◆ Your instructions: What is wanted is the line holding "bed in the photo above." and every later line through the end of the entries, set down exactly.

--- START ---

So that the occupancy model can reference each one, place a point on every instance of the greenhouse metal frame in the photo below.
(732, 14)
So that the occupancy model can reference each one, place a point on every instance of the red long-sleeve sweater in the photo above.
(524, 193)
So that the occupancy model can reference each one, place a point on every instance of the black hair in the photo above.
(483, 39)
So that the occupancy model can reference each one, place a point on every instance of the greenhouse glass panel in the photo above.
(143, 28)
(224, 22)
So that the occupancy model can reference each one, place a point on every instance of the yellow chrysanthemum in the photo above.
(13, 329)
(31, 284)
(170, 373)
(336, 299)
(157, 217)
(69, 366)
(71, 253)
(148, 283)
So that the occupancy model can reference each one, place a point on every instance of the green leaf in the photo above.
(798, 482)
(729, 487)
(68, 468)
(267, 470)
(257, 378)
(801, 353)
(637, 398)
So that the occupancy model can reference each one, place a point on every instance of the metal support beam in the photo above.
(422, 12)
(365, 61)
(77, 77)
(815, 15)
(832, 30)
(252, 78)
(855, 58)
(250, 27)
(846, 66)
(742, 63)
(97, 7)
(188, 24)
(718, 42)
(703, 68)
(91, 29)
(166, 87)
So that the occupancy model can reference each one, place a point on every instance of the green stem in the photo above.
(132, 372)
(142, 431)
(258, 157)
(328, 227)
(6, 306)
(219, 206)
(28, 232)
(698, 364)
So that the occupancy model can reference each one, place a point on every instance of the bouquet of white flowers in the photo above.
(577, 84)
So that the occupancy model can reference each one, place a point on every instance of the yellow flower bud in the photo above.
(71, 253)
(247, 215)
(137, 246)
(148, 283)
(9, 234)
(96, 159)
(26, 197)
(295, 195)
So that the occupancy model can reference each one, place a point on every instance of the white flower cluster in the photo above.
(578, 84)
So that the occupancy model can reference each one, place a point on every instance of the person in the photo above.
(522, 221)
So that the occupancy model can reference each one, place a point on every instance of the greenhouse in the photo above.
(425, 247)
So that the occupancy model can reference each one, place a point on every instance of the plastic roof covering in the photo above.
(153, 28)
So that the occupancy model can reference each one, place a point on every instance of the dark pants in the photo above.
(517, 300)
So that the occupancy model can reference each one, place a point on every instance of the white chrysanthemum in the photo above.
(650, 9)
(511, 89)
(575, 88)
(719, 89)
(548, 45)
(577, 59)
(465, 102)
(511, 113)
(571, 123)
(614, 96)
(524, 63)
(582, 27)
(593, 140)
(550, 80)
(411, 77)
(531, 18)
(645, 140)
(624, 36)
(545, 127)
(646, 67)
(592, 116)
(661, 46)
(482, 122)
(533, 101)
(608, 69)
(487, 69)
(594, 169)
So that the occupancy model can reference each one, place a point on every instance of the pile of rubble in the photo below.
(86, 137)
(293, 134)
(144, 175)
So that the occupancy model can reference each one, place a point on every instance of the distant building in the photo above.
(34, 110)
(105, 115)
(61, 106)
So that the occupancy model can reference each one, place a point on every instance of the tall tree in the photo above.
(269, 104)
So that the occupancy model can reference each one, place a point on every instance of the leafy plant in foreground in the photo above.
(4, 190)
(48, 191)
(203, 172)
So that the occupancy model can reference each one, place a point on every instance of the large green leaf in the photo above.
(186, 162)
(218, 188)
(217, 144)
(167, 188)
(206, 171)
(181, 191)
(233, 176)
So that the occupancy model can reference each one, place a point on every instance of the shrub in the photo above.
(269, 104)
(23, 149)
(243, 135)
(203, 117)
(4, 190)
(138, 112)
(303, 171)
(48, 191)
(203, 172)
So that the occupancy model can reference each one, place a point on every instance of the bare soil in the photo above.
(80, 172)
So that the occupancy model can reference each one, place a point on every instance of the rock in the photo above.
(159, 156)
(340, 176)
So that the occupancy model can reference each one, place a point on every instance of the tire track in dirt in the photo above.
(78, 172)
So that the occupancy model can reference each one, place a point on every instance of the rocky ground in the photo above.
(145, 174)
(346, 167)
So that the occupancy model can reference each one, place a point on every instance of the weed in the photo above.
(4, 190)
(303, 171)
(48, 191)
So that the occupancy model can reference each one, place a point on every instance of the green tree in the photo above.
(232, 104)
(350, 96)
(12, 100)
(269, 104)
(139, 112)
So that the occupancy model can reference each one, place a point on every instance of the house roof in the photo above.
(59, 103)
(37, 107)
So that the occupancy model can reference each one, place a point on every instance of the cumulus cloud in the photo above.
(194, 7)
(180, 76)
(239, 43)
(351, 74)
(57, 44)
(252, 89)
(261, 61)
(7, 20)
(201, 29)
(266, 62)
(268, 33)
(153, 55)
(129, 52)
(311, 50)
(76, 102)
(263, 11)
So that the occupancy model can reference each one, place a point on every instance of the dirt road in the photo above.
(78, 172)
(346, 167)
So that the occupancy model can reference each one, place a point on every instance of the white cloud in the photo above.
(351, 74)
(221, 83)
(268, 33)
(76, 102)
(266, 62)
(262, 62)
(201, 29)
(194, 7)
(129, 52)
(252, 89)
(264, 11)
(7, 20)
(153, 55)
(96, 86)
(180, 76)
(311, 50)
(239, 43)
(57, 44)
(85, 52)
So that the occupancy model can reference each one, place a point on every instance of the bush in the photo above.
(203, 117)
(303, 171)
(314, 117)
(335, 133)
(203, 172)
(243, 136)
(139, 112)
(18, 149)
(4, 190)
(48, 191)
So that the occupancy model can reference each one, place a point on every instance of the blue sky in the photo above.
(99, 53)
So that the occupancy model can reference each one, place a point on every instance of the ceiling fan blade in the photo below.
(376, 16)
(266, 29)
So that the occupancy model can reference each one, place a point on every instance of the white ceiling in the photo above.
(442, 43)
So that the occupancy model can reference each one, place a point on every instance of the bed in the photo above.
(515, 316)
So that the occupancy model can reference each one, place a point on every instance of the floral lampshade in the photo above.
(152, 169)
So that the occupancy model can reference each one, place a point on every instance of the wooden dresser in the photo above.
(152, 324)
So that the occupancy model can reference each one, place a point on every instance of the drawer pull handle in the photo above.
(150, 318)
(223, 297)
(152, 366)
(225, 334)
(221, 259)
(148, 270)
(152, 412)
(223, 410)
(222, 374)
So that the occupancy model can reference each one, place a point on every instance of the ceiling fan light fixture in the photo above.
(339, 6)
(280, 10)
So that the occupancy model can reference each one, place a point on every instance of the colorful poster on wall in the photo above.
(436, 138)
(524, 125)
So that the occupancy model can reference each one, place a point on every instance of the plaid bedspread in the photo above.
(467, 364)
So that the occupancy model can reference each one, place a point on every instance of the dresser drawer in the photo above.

--- END ---

◆ Answer for the task:
So that the occupancy model can reference each one, place a point on every instance of the bed in the photo above.
(515, 316)
So that the occupancy model can reference each one, place a point on every instance of the floral lampshade in the photo above.
(152, 169)
So that the occupancy model can reference each one, place a point on every instance of the wooden dresser in the photo above.
(152, 324)
So that the occupancy model can reference each one, place a point on every instance of the drawer pull handle in the photo above.
(150, 318)
(223, 297)
(152, 366)
(225, 334)
(221, 259)
(148, 270)
(152, 412)
(223, 410)
(222, 374)
So that the occupancy model can reference each one, place a point on every instance of the ceiling fan light fixture in the photo above.
(339, 6)
(280, 10)
So that the occupancy model can reference each one, place a point on every instance of the colorful poster on wall in the photo above.
(436, 138)
(524, 125)
So that the occupancy model can reference each one, place a point on every instance of the plaid bedspread in the photo above.
(467, 364)
So that the occupancy model can reference each one, place a point on every instance of the dresser drawer in the photo above.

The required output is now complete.